Data provided: Begin

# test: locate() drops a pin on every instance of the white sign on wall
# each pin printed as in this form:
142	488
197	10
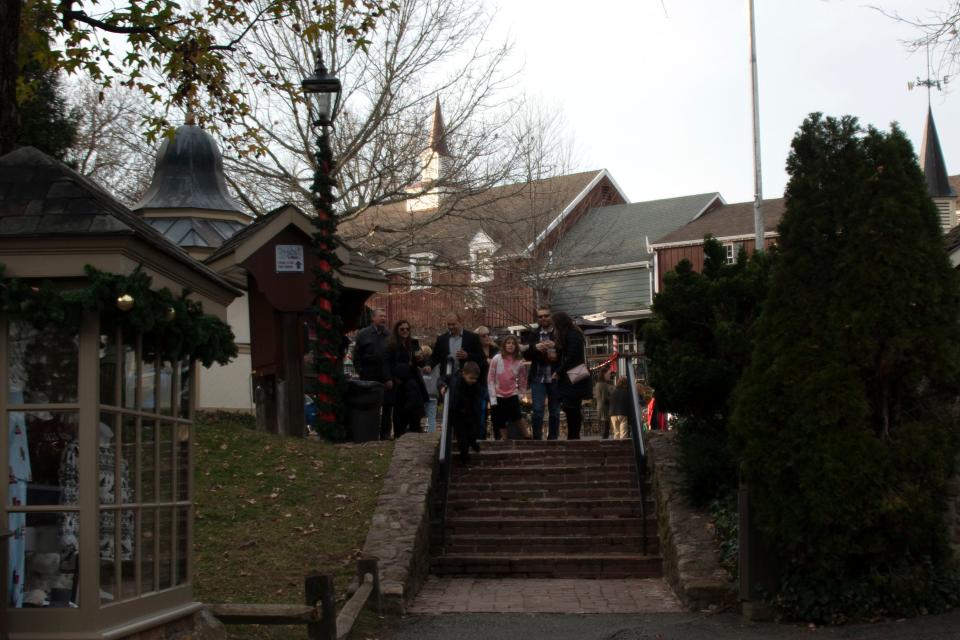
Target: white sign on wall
289	258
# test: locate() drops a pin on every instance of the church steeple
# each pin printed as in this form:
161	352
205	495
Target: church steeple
932	163
436	161
438	134
935	170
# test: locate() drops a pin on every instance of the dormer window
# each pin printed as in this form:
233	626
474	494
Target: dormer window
481	268
482	248
421	270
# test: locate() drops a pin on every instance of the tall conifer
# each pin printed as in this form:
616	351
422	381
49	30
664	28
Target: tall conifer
846	417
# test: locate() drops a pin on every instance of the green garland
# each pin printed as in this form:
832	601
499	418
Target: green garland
326	287
175	324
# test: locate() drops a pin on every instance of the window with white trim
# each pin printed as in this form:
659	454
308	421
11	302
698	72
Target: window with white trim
598	345
481	265
732	250
421	270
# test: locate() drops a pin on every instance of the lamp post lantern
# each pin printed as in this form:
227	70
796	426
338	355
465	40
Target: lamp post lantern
323	93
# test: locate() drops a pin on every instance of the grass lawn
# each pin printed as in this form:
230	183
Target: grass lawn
270	510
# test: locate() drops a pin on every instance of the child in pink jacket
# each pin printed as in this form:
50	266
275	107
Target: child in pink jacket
507	381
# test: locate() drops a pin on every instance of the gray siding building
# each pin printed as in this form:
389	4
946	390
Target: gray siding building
603	267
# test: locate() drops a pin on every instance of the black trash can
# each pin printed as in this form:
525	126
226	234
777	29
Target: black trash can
364	401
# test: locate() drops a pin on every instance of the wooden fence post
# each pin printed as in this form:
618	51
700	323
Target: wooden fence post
318	589
371	566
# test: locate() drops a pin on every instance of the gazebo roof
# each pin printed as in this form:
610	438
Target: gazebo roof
41	198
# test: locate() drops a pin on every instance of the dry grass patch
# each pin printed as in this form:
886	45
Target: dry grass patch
270	510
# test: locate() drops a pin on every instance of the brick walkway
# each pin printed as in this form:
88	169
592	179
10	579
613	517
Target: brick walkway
513	595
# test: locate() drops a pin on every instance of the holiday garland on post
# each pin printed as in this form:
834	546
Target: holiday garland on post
326	287
176	324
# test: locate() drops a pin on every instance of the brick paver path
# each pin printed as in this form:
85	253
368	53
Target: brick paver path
515	595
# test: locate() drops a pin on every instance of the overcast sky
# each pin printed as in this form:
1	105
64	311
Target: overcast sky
659	92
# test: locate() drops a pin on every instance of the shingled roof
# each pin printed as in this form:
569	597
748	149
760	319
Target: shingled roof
41	196
619	234
189	175
513	216
727	221
932	162
356	265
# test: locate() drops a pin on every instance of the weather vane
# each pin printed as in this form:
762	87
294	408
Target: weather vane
929	83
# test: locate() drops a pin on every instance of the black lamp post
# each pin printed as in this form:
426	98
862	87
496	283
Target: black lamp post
323	94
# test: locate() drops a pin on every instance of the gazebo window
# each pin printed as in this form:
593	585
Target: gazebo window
122	410
145	452
42	446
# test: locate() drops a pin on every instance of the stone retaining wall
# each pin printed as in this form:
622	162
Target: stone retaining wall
691	560
399	535
199	626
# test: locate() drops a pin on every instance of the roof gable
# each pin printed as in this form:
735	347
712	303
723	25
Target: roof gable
41	196
513	216
621	234
725	221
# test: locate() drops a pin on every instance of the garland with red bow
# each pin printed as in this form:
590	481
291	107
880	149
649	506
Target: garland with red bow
326	287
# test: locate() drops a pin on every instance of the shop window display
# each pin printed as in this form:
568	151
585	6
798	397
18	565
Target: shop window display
42	453
151	444
142	460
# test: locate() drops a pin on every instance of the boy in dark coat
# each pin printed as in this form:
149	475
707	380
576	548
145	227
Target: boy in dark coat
463	394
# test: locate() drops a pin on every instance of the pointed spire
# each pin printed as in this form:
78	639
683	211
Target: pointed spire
931	161
438	135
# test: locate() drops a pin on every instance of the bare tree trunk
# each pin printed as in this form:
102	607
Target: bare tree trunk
9	70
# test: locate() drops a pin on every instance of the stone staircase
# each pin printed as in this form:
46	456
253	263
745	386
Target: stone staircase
548	509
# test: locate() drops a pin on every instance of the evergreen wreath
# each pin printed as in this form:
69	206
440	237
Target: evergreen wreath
176	324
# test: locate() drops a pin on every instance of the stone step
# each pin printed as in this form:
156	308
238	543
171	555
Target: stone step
542	525
592	505
584	446
596	565
543	512
492	453
520	544
524	491
620	481
553	472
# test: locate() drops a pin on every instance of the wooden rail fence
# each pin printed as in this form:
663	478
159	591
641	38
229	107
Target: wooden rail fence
319	609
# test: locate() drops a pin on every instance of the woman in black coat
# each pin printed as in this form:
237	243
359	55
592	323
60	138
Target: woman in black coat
571	352
410	393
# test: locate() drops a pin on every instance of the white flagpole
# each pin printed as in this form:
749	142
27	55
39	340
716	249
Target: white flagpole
757	181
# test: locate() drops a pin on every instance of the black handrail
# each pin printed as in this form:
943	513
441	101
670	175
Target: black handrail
639	450
446	452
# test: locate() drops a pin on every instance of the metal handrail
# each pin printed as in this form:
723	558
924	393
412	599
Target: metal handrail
639	449
446	450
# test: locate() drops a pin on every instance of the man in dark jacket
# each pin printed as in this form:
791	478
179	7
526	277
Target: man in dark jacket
537	347
370	362
463	345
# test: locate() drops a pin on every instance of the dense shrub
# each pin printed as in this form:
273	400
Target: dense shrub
845	417
699	342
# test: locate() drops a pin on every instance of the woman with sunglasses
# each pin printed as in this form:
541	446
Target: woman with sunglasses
410	393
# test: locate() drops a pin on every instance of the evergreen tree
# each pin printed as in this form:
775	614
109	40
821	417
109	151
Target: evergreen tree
46	121
699	342
845	417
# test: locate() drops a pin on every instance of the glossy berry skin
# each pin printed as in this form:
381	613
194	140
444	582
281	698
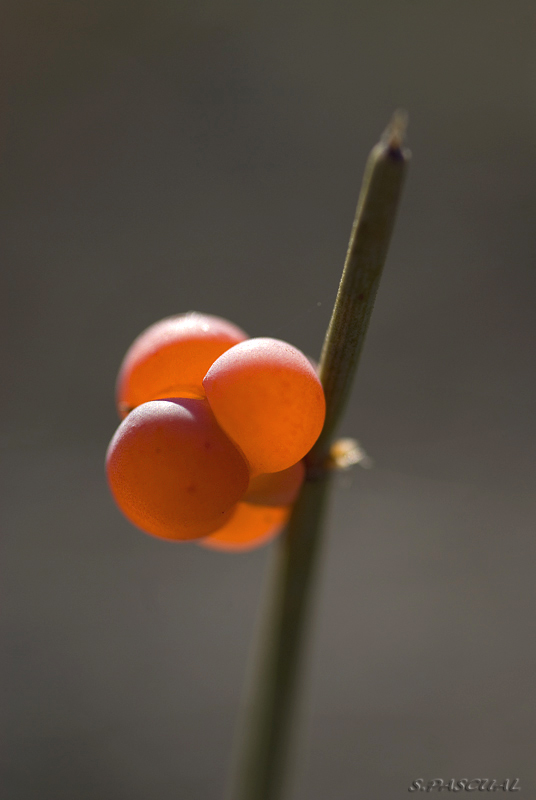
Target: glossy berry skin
276	488
172	470
268	398
251	526
171	357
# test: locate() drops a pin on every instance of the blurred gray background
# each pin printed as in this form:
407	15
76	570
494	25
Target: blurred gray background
162	156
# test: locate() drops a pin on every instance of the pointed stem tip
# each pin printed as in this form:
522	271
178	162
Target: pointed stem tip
394	135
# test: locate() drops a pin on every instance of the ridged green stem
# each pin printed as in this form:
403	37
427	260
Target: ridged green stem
265	733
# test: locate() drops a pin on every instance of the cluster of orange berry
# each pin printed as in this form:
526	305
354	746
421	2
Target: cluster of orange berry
215	427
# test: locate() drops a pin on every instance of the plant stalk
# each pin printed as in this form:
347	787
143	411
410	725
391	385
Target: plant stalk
265	734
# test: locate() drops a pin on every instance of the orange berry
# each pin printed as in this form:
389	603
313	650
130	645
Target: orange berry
276	488
267	397
249	527
171	357
173	471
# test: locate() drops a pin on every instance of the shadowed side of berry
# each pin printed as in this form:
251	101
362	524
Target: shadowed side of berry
250	527
173	472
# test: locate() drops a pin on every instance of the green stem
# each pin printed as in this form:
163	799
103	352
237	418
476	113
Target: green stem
265	736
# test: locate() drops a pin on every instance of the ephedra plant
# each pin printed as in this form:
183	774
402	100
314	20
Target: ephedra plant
229	442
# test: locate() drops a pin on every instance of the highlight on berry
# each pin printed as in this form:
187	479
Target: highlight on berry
214	430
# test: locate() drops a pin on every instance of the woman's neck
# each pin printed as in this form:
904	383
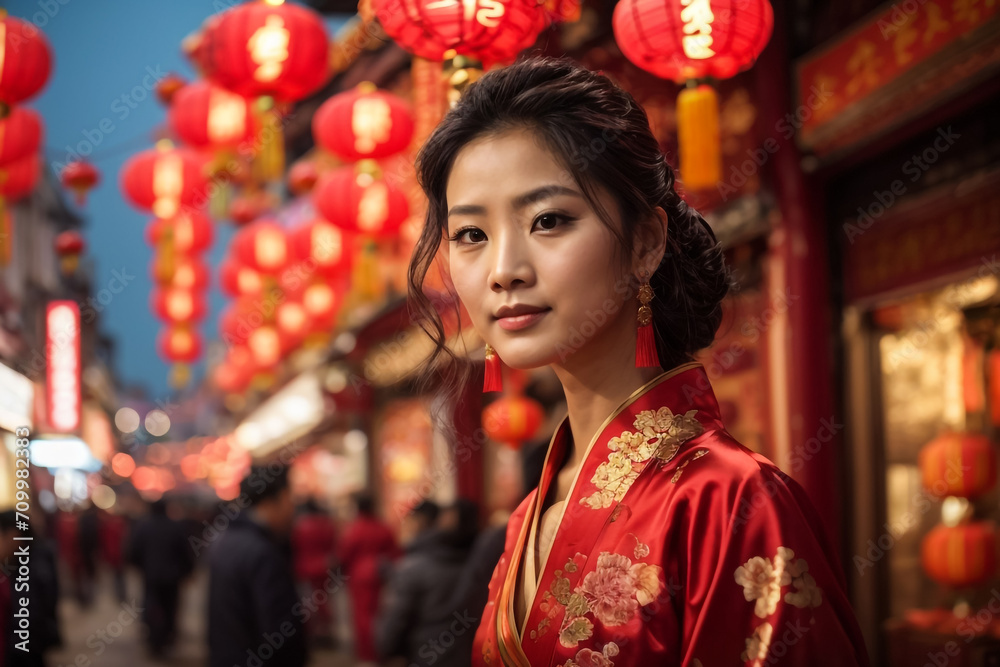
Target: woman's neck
594	390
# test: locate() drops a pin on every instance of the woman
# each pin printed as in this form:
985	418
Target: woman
654	537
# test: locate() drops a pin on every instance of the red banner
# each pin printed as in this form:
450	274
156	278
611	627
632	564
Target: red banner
62	353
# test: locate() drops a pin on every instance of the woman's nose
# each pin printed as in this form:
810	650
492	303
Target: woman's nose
511	264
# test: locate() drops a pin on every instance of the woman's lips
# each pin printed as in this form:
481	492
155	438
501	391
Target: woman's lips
518	322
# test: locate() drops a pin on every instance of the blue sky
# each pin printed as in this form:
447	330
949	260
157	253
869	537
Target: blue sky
99	99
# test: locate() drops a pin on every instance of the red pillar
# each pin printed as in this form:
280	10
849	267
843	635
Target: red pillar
803	253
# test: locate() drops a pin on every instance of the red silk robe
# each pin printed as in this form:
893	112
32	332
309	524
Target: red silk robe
676	546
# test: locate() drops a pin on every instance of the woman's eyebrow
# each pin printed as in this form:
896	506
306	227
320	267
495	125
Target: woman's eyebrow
521	201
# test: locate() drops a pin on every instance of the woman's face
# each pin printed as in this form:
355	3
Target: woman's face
523	237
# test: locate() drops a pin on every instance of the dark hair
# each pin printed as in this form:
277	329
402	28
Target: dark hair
602	137
264	482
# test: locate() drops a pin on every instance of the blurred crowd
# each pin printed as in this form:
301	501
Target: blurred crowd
283	579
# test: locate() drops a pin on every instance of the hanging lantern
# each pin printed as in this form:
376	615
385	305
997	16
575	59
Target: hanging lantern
164	179
363	123
80	177
958	464
961	556
691	40
178	306
487	30
268	48
25	61
18	178
239	280
512	419
205	115
187	232
358	199
20	134
183	272
180	344
168	86
69	245
302	177
263	247
324	245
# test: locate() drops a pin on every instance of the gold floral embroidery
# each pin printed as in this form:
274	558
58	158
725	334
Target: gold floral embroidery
586	657
658	434
758	644
762	581
613	593
683	464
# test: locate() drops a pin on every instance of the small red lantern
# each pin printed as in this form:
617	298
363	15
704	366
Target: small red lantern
18	178
20	134
267	48
80	177
360	200
363	123
25	60
961	556
168	86
180	344
184	272
239	280
302	177
263	247
208	116
324	245
188	232
69	246
164	179
179	306
512	419
959	464
487	30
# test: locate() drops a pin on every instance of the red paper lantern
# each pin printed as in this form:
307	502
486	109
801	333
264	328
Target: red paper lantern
178	306
264	48
488	30
512	419
302	177
183	272
20	134
263	247
25	60
80	177
164	179
692	40
961	556
208	116
363	123
69	242
959	464
361	201
180	344
324	245
239	280
187	232
18	178
168	86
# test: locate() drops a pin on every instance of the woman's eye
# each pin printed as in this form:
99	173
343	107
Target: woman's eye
549	221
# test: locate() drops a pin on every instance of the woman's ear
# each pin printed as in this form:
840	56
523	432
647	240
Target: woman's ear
651	242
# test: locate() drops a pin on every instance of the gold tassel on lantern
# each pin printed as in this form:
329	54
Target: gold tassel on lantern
698	137
269	155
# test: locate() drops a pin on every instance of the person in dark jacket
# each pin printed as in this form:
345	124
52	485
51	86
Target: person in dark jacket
158	549
417	620
254	615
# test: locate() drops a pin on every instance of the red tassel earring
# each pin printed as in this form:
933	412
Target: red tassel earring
494	375
645	347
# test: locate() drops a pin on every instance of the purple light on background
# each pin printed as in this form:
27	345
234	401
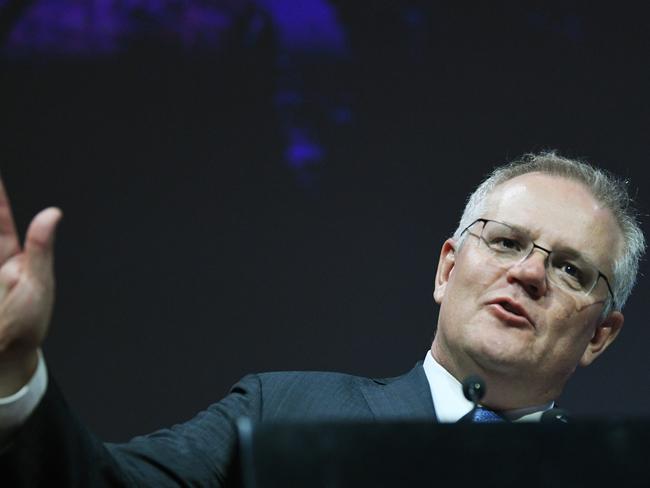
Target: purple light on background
302	151
95	26
306	25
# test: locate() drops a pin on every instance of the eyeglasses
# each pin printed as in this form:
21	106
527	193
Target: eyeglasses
510	246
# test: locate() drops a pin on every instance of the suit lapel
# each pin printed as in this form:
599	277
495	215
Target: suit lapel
406	397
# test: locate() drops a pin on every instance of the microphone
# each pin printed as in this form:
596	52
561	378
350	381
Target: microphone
555	416
474	390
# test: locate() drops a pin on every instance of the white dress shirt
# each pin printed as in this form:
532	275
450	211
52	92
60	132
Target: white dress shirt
447	393
451	404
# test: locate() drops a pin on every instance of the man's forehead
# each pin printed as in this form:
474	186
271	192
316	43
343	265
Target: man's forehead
558	210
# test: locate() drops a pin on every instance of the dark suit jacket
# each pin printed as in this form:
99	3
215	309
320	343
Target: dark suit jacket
54	449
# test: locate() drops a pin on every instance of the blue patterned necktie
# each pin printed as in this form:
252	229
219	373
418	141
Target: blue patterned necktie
483	416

Data provided: End

▶ _Task brief_
Only the lines from the beginning of the records up to and including the line with "the gray siding building" should appear, exactly as they are, and no pictures.

▶ _Response for this exercise_
# test: locate() drops a pin on every instance of the white sign on wall
# each pin printed as in this form:
142	488
197	10
Target: white sign on wall
289	258
# test: locate() drops a pin on every instance of the church steeple
# each pin printed as in this form:
161	352
205	495
Target: church steeple
932	163
436	161
438	134
935	170
# test: locate() drops a pin on every instance of the dormer window
# each pin printed as in this form:
233	626
474	494
Target: dormer window
481	268
482	248
421	270
# test: locate() drops a pin on every instance of the tall conifer
# each pin printed as in this form:
616	351
422	381
49	30
664	28
Target: tall conifer
846	417
# test: locate() drops a pin on every instance of the green garland
# each pin printed as in this form:
832	601
499	418
Target: green garland
326	287
175	324
# test: locate() drops a pin on every instance of the window with white trim
# each pin printed as in this form:
659	454
308	421
11	302
698	72
Target: window with white trim
598	345
481	265
732	250
421	270
# test: locate() drops a pin on every instance of the lamp post lantern
# each pin printed as in this form:
227	70
796	426
338	355
465	40
Target: lamp post lantern
323	93
# test: locate() drops a pin on every instance of the grass lawn
# each pin printed as in this form:
230	183
Target: grass lawn
270	510
# test: locate() drops a pin on every instance of the child in pink jacket
# each pin printed as in this form:
50	266
275	107
Target: child in pink jacket
507	381
# test: locate() drops a pin on every instance of the gray siding building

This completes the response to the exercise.